What you are asked to do: Can you rewrite the stretch from the line containing "Wildlife-survey input: mark every instance of the foam" through the end of the records, requests included, with every point coordinate in the answers multiplied by 1.05 and rounded to a whole number, halves rounding up? Return only those lines.

Stored rows:
________________________________________

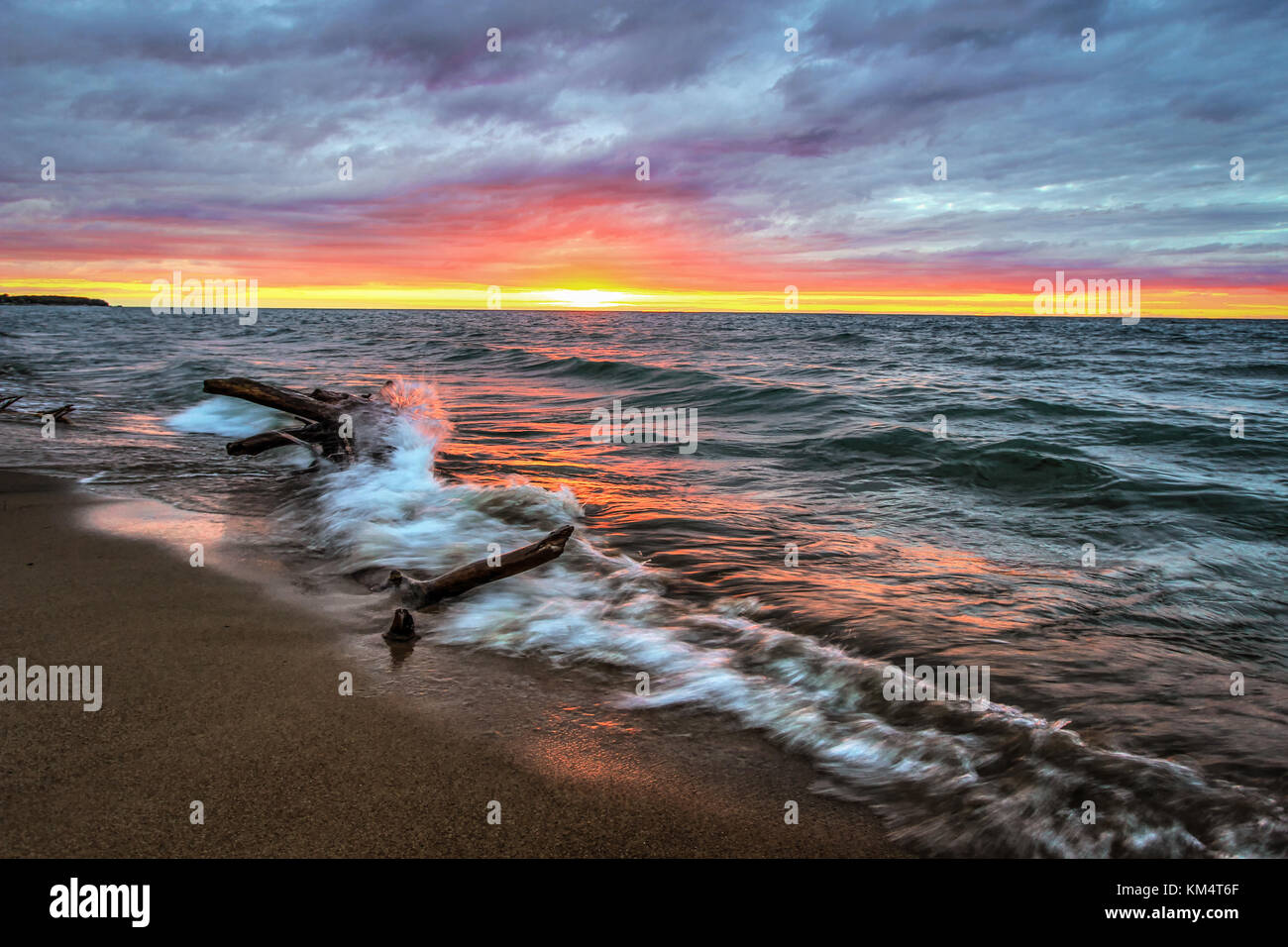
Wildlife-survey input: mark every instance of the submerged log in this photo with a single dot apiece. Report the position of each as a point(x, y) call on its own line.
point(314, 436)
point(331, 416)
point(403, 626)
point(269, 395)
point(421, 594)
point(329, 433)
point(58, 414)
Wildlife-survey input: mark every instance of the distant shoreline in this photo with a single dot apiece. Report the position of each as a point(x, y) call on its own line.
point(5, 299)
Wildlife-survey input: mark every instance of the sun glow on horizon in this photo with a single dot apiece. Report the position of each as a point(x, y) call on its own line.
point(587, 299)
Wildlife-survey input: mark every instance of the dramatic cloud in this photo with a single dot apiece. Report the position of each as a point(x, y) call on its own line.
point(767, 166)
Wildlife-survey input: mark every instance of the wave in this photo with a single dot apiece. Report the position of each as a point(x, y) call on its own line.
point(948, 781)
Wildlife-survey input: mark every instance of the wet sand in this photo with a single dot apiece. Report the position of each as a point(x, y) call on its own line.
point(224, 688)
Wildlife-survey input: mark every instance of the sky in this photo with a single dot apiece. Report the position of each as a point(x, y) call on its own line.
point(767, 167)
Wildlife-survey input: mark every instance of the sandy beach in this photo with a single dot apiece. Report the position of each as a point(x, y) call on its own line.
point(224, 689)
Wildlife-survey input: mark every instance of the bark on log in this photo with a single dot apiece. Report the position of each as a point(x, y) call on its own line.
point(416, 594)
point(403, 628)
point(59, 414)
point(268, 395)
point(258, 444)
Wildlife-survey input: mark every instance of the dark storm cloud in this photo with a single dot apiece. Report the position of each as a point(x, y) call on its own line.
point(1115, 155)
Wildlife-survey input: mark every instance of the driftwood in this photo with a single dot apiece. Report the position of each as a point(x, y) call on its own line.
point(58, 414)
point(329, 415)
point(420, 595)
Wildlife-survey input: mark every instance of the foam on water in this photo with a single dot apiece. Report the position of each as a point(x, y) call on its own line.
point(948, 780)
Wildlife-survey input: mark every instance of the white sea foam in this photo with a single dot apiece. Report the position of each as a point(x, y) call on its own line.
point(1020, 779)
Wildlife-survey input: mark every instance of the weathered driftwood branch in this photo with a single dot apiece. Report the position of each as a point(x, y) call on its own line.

________________________________________

Correct response:
Wildlife-survey input: mark every instance of the foam on water in this photo with a single dot apiece. Report the position of each as a point(x, y) call on its own line.
point(995, 819)
Wildlife-survey input: mark every instance of the white sea foam in this photo with a single dot apiece. Report the position of each as a point(x, y) call on its own line.
point(1071, 818)
Wildlife-survey input: mark every instance of the weathered driftwood branch in this photo with a single dot apiece. Report the position of each as a point(x, y) call on its own line.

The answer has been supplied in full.